** Provided text **
┌──
The river is 250–400 m wide in this area, and though in the dry season it may be confined to a shallow channel meandering across sandbanks, at the end of the rainy season any bridge has to be able to withstand a full-width, deep and fast-moving flood. The Great East Road runs for most of its length on watersheds at an elevation of around 1000 m, but the river is at an elevation of 390 m at the bottom of the valley. The bridge approaches have to contend with steep rugged slopes and deep ravines covered in forest or thick bush; the area is remote and about 250 km from the nearest city, Lusaka.

The First Luangwa Bridge was built in Zambia's colonial era in 1932 as a narrow 300 m long wide steel and reinforced concrete deck on concrete piers and columns, financed, like the Chirundu Bridge and Beit Bridge by the Beit Trust. Its proximity to Mozambique (about 2 km) and Rhodesia (60 km), as well as its status as the only access point within the country for Zambia's Eastern Province, makes it strategically vulnerable in any conflict. After Zambia's independence in 1964, President Kenneth Kaunda's support for freedom fighters in neighbouring countries led to the bridge being destroyed in revenge.
└──
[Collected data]
┌──
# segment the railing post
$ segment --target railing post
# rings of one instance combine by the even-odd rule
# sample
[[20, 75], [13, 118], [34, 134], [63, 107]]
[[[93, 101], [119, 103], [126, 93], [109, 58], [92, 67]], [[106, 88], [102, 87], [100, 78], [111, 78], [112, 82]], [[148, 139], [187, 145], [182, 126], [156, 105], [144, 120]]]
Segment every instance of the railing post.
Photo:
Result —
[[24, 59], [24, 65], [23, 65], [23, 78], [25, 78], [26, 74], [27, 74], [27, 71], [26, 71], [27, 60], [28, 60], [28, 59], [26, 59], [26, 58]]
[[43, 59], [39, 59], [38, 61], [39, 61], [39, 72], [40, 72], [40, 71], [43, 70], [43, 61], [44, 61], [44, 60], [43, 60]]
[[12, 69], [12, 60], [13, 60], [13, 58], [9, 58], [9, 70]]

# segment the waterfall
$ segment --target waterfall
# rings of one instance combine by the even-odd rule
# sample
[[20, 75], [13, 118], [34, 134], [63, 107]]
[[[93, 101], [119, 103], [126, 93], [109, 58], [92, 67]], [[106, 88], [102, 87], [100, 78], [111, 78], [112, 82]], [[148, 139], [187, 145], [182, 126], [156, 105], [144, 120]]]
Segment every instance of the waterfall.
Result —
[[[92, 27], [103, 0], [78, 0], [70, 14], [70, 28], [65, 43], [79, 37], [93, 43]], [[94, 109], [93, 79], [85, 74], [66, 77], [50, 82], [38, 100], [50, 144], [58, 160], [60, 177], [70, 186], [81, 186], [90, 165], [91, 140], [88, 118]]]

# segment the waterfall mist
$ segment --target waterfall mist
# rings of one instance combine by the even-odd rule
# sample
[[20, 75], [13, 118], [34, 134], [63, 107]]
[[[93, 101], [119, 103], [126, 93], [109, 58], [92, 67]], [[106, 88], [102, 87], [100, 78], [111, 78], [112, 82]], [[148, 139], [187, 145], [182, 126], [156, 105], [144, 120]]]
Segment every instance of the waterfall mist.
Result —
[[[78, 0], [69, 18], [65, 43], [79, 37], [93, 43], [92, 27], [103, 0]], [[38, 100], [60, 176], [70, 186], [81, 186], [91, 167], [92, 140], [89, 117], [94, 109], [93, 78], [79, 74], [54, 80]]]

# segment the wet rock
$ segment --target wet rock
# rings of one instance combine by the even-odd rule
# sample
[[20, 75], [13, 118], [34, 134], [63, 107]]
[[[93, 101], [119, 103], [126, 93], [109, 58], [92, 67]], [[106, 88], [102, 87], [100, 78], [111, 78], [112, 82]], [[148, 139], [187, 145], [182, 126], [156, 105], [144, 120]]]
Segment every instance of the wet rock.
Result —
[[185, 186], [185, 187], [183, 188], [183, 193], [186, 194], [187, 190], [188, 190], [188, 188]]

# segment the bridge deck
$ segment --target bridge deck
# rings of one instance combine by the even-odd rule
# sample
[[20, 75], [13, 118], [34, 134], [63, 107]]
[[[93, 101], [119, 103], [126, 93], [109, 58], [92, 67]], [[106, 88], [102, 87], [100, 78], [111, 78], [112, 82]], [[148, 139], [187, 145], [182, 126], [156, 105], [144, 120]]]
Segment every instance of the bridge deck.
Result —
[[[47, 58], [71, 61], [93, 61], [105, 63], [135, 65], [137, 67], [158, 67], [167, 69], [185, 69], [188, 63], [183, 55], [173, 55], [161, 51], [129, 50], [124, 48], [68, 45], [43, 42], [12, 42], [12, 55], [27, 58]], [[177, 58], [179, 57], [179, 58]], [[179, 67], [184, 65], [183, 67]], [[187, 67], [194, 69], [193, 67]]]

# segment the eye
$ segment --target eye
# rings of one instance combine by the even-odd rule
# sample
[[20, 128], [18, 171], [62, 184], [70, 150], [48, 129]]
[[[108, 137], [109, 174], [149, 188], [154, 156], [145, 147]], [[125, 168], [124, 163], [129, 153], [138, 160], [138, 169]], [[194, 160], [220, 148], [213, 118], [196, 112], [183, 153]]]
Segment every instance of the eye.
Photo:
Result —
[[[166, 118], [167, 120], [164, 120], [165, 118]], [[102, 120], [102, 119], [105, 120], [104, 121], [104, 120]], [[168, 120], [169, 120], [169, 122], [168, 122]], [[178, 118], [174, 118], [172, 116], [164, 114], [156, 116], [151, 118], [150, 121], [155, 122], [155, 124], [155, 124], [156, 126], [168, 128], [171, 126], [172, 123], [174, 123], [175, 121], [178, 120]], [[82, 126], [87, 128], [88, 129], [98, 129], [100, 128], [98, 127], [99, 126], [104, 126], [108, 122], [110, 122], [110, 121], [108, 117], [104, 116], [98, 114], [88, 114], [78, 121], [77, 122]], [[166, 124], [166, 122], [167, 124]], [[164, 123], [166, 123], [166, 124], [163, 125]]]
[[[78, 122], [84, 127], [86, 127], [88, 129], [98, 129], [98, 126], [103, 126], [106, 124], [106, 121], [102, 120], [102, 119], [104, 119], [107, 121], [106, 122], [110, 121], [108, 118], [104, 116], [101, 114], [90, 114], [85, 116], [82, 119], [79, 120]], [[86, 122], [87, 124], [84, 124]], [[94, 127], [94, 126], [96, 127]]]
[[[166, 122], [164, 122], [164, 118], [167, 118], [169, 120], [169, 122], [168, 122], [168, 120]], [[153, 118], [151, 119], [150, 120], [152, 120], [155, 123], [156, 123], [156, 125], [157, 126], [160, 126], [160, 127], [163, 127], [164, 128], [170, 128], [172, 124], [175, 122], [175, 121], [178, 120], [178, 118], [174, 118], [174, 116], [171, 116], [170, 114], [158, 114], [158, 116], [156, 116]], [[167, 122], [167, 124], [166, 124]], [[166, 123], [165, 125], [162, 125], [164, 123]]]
└──
** Exercise tasks **
**1.** From the passage on the Luangwa Bridge, extract the words starting at "The First Luangwa" and ending at "destroyed in revenge.".
**2.** List every bridge named in the passage on the Luangwa Bridge.

** Results of the tasks **
**1.**
The First Luangwa Bridge was built in Zambia's colonial era in 1932 as a narrow 300 m long wide steel and reinforced concrete deck on concrete piers and columns, financed, like the Chirundu Bridge and Beit Bridge by the Beit Trust. Its proximity to Mozambique (about 2 km) and Rhodesia (60 km), as well as its status as the only access point within the country for Zambia's Eastern Province, makes it strategically vulnerable in any conflict. After Zambia's independence in 1964, President Kenneth Kaunda's support for freedom fighters in neighbouring countries led to the bridge being destroyed in revenge.

**2.** First Luangwa Bridge, Chirundu Bridge, Beit Bridge